* [WORK TASK]
Would you transcribe all of the entries that follow, word for word?

(Collected data entries)

====

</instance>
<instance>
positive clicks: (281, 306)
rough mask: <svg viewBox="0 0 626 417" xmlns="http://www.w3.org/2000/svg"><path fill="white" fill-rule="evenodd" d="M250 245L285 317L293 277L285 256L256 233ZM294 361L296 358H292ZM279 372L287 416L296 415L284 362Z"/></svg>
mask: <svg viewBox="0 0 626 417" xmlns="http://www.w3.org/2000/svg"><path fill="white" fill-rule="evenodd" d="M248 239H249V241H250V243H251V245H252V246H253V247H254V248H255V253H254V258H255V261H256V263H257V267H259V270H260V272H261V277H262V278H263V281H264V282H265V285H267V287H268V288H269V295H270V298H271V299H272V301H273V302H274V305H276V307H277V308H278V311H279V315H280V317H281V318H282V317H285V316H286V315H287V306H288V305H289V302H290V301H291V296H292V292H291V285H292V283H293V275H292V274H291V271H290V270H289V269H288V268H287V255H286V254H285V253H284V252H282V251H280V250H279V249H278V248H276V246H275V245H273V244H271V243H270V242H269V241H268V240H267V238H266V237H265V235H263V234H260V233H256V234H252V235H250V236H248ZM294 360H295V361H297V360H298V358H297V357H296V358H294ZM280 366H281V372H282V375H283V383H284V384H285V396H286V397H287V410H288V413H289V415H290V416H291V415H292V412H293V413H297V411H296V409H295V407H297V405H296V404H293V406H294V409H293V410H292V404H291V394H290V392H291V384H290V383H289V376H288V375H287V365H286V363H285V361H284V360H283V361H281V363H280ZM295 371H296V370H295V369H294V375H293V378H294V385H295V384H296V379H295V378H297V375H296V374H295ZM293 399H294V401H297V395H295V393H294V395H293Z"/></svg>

====

* [TASK RESULT]
</instance>
<instance>
positive clicks: (281, 306)
rough mask: <svg viewBox="0 0 626 417" xmlns="http://www.w3.org/2000/svg"><path fill="white" fill-rule="evenodd" d="M250 245L285 317L293 277L285 256L256 233ZM294 361L296 358H292ZM279 372L287 416L296 415L284 362Z"/></svg>
mask: <svg viewBox="0 0 626 417" xmlns="http://www.w3.org/2000/svg"><path fill="white" fill-rule="evenodd" d="M248 239H249V241H250V243H251V245H252V246H253V247H254V248H255V253H254V258H255V261H256V263H257V267H259V270H260V272H261V277H262V278H263V281H264V282H265V285H267V287H268V288H269V295H270V298H271V299H272V301H273V302H274V305H276V307H277V308H278V311H279V315H280V317H281V318H282V317H285V316H286V315H287V306H288V305H289V302H290V301H291V296H292V292H291V285H292V283H293V275H292V274H291V271H290V270H289V269H288V268H287V255H286V254H285V253H284V252H282V251H280V250H279V249H278V248H276V246H275V245H273V244H271V243H270V242H269V241H268V240H267V238H266V237H265V235H263V234H260V233H256V234H252V235H250V236H248ZM294 360H295V361H297V360H298V358H297V357H296V358H294ZM280 366H281V372H282V375H283V383H284V384H285V396H286V397H287V410H288V413H289V415H290V416H291V415H292V412H293V413H297V411H296V409H295V407H297V405H296V404H293V406H294V409H293V410H292V404H291V394H290V392H291V384H290V383H289V376H288V375H287V365H286V363H285V361H284V360H283V361H281V363H280ZM295 371H296V370H295V369H294V375H293V378H294V385H295V384H296V379H295V378H297V375H296V374H295ZM293 399H294V401H297V395H295V393H294V395H293Z"/></svg>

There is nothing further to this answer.